## Excerpts from location labeling data
○ ○ ○

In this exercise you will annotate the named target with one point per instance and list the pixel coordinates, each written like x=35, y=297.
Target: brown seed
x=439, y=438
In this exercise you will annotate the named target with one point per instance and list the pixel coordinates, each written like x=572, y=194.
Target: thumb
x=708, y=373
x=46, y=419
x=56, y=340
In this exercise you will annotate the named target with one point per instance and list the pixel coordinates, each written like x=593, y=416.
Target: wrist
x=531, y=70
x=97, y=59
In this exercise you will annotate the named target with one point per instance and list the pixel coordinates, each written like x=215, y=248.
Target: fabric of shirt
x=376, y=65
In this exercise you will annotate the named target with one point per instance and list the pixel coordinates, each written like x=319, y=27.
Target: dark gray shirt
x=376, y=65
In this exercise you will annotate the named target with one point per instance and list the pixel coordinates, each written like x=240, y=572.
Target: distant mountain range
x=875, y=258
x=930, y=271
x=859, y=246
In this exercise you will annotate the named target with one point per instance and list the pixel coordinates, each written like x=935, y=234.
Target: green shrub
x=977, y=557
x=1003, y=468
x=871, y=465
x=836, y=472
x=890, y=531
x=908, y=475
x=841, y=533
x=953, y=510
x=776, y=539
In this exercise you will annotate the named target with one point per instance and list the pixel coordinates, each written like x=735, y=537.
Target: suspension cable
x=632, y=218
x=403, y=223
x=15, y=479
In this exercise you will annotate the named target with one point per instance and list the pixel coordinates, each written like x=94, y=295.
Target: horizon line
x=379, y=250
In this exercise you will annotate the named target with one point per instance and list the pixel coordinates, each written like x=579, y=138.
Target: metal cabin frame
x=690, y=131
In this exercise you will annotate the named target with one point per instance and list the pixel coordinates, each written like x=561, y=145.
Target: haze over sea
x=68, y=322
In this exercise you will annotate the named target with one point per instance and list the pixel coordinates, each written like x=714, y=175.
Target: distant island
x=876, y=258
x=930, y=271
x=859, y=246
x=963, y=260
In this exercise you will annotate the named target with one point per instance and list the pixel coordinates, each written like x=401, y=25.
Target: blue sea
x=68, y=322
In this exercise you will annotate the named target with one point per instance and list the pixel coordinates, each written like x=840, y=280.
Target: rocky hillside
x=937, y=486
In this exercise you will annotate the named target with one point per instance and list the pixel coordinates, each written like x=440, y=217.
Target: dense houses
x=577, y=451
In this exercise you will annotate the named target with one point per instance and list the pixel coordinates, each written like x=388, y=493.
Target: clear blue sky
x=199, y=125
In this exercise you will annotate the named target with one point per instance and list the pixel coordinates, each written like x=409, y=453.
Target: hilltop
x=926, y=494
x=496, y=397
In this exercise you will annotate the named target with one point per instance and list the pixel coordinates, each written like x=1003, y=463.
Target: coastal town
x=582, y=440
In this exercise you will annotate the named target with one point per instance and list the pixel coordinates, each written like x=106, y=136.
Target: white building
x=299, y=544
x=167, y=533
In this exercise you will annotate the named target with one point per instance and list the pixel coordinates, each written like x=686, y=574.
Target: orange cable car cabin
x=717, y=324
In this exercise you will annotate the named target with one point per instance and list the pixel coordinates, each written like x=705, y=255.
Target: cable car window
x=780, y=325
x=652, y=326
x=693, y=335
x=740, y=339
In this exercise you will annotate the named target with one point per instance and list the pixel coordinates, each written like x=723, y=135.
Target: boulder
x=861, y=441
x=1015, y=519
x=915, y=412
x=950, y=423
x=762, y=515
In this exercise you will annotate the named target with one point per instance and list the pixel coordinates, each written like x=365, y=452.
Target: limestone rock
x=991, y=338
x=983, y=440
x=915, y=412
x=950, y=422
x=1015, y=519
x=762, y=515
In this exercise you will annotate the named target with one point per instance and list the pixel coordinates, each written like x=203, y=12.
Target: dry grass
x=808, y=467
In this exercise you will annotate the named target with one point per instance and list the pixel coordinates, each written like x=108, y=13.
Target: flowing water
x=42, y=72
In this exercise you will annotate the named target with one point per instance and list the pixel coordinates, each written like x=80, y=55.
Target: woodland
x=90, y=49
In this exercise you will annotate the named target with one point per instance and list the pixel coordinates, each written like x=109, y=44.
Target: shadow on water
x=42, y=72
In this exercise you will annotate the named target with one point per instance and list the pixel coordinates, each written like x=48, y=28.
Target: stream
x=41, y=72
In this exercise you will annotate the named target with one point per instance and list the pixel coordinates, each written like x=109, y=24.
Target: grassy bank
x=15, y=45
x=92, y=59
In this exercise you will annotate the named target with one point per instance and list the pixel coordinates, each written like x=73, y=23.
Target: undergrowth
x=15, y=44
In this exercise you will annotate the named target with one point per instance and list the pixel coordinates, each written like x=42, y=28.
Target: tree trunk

○ ○ ○

Format all of the rows above as a numbered list, leaving out any blank lines.

## Full solution
1. In this exercise you will annotate the named target with one point per instance and list the pixel coordinates, each written like x=35, y=297.
2. Target: brown seed
3. x=439, y=438
4. In this exercise you will annotate the named target with one point per instance and list the pixel coordinates, each written like x=572, y=194.
5. Target: thumb
6. x=708, y=373
7. x=46, y=419
8. x=56, y=340
9. In this exercise you will annotate the named target with one point per instance and list the pixel coordinates, each written like x=593, y=416.
10. Target: wrist
11. x=531, y=70
12. x=97, y=59
13. In this exercise you will annotate the named target with one point per instance and list the pixel coordinates, each written like x=215, y=248.
14. Target: fabric of shirt
15. x=376, y=65
16. In this exercise you will annotate the named target with one point per instance and list the pixel coordinates, each written like x=319, y=27.
17. Target: dark gray shirt
18. x=376, y=65
19. In this exercise you will annotate the named target with one point per instance and list the pixel coordinates, each written like x=240, y=572.
20. Target: distant mountain range
21. x=875, y=258
22. x=930, y=271
23. x=859, y=246
24. In this exercise you will annotate the named target with one point per instance and list the pixel coordinates, each written like x=935, y=234.
25. Target: green shrub
26. x=977, y=557
27. x=1003, y=468
28. x=871, y=465
29. x=836, y=472
30. x=890, y=531
31. x=908, y=475
32. x=841, y=533
33. x=953, y=510
34. x=776, y=539
35. In this exercise you will annotate the named target with one point per instance and list the pixel coordinates, each written like x=735, y=537.
36. Target: suspension cable
37. x=632, y=218
38. x=403, y=223
39. x=15, y=479
40. In this exercise you will annotate the named target with one point per instance and list the pixel coordinates, each written like x=94, y=295.
41. Target: horizon line
42. x=379, y=250
43. In this exercise you will annotate the named target with one point per instance and list the pixel coordinates, each written like x=579, y=138.
44. Target: metal cabin frame
45. x=690, y=131
46. In this exercise you will annotate the named target with one point per instance and list the pixel coordinates, each written like x=561, y=145.
47. Target: haze over sea
48. x=68, y=322
49. In this exercise you will annotate the named target with one point per instance and list the pixel coordinates, each written like x=714, y=175.
50. Target: distant island
51. x=876, y=258
52. x=930, y=271
53. x=859, y=246
54. x=963, y=260
55. In this exercise you will annotate the named target with one point per instance and list the pixel coordinates, each written like x=401, y=25.
56. Target: blue sea
57. x=68, y=322
58. In this exercise you will annotate the named target with one point per instance and list the pixel coordinates, each written like x=840, y=280.
59. Target: rocky hillside
60. x=937, y=486
61. In this exercise you will annotate the named target with one point per instance and list the pixel coordinates, each written like x=440, y=217.
62. Target: dense houses
63. x=577, y=451
64. In this exercise you will annotate the named target with one point per instance and list the pixel coordinates, each written like x=388, y=493.
65. Target: clear blue sky
66. x=199, y=125
67. In this exercise you will annotate the named target with one point per instance and list the pixel coordinates, each written like x=409, y=453.
68. Target: hilltop
69. x=926, y=494
70. x=496, y=397
71. In this exercise you will annotate the named target with one point per instance and list the pixel coordinates, each written like x=1003, y=463.
72. Target: coastal town
73. x=582, y=440
74. In this exercise you will annotate the named target with one point per instance and list the pixel coordinates, each written like x=106, y=136.
75. Target: white building
76. x=299, y=544
77. x=167, y=533
78. In this exercise you will annotate the named target with one point per instance and list the pixel coordinates, each written like x=686, y=574.
79. Target: orange cable car cabin
80. x=717, y=324
81. In this exercise you will annotate the named target with one point per instance and list the pixel coordinates, each written like x=705, y=255.
82. Target: cable car window
83. x=780, y=325
84. x=652, y=326
85. x=693, y=335
86. x=740, y=339
87. In this exercise you will annotate the named target with one point per instance and list the pixel coordinates, each written like x=723, y=135.
88. Target: boulder
89. x=861, y=441
90. x=1015, y=519
91. x=915, y=412
92. x=950, y=423
93. x=762, y=515
94. In this exercise you will annotate the named target with one point per instance and list the pixel coordinates, each written like x=365, y=452.
95. Target: limestone rock
96. x=991, y=338
97. x=983, y=440
98. x=915, y=412
99. x=950, y=422
100. x=1015, y=519
101. x=762, y=515
102. In this exercise you will annotate the named target with one point per instance and list the pixel coordinates, each written like x=203, y=12.
103. Target: dry grass
104. x=808, y=467
105. In this exercise you will annotate the named target with one point per instance and list the pixel coordinates, each written like x=108, y=13.
106. Target: flowing water
107. x=42, y=72
108. In this exercise you will annotate the named target with one point per instance and list the pixel coordinates, each written like x=80, y=55.
109. Target: woodland
110. x=90, y=49
111. In this exercise you will annotate the named target with one point per instance and list the pixel coordinates, each written like x=109, y=44.
112. Target: shadow on water
113. x=42, y=72
114. In this exercise you will annotate the named target with one point per instance and list the pixel coordinates, each written like x=48, y=28.
115. Target: stream
116. x=41, y=72
117. In this exercise you will annotate the named target with one point per instance and list the pixel coordinates, each written like x=109, y=24.
118. Target: grassy bank
119. x=15, y=45
120. x=92, y=59
121. In this exercise you will annotate the named target with one point per instance and list the pixel coordinates, each written like x=73, y=23.
122. Target: undergrowth
123. x=15, y=44
124. In this exercise you will annotate the named target with one point per instance and list the pixel coordinates, each written like x=42, y=28.
125. Target: tree trunk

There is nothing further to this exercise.